▶ _Extracted records_:
=====

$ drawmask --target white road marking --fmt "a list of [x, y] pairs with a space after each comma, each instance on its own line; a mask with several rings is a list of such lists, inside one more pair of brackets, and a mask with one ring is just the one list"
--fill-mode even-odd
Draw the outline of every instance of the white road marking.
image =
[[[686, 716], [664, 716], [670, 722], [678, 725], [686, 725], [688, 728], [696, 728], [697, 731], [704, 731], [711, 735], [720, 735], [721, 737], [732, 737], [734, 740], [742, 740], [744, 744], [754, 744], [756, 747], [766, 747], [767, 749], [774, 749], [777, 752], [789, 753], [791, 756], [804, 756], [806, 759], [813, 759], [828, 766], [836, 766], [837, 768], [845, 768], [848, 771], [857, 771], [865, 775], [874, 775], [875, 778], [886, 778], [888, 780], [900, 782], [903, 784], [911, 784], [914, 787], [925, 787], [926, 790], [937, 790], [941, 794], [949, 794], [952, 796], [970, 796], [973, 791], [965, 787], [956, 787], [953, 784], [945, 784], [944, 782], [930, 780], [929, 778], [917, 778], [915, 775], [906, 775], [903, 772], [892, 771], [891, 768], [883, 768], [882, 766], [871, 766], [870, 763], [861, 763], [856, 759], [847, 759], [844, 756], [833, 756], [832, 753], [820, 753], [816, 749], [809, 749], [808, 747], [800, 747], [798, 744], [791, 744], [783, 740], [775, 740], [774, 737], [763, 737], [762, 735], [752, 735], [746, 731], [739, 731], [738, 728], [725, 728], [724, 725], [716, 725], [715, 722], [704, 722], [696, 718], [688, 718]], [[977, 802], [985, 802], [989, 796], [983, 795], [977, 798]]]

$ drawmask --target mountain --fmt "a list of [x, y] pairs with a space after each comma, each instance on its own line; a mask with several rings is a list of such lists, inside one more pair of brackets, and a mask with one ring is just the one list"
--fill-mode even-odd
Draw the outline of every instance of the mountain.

=====

▶ _To be done_:
Format all lines of the rows above as a numbered list, skipping the blank lines.

▶ _Task response_:
1. $ drawmask --target white road marking --fmt "a list of [x, y] pairs with a space after each comma, each instance on its own line; a mask with several rings is a list of such lists, inside one more pair of brackets, and a mask with one ring is just the one list"
2. --fill-mode even-odd
3. Draw the outline of every instance of the white road marking.
4. image =
5. [[[686, 716], [664, 716], [670, 722], [678, 725], [686, 725], [688, 728], [696, 728], [697, 731], [704, 731], [711, 735], [720, 735], [721, 737], [732, 737], [734, 740], [742, 740], [744, 744], [754, 744], [756, 747], [766, 747], [767, 749], [774, 749], [777, 752], [789, 753], [791, 756], [804, 756], [806, 759], [813, 759], [828, 766], [836, 766], [837, 768], [845, 768], [848, 771], [857, 771], [865, 775], [874, 775], [875, 778], [886, 778], [888, 780], [900, 782], [903, 784], [911, 784], [914, 787], [925, 787], [926, 790], [937, 790], [941, 794], [949, 794], [952, 796], [970, 796], [973, 791], [965, 787], [956, 787], [953, 784], [945, 784], [944, 782], [930, 780], [929, 778], [917, 778], [915, 775], [906, 775], [903, 772], [892, 771], [891, 768], [883, 768], [882, 766], [871, 766], [870, 763], [861, 763], [856, 759], [847, 759], [844, 756], [833, 756], [832, 753], [820, 753], [816, 749], [809, 749], [808, 747], [800, 747], [798, 744], [791, 744], [783, 740], [775, 740], [774, 737], [763, 737], [762, 735], [752, 735], [746, 731], [739, 731], [738, 728], [725, 728], [724, 725], [716, 725], [715, 722], [704, 722], [696, 718], [688, 718]], [[977, 802], [985, 802], [989, 796], [983, 795], [977, 798]]]
6. $ drawmask --target mountain --fmt "a list of [x, y] pairs with a space after each comma, each instance on its own line; a mask with several rings is a list of such lists, inside one more pair of brackets, and a mask with one ring is just the one list"
7. --fill-mode even-odd
8. Draw the outline of every instance of the mountain.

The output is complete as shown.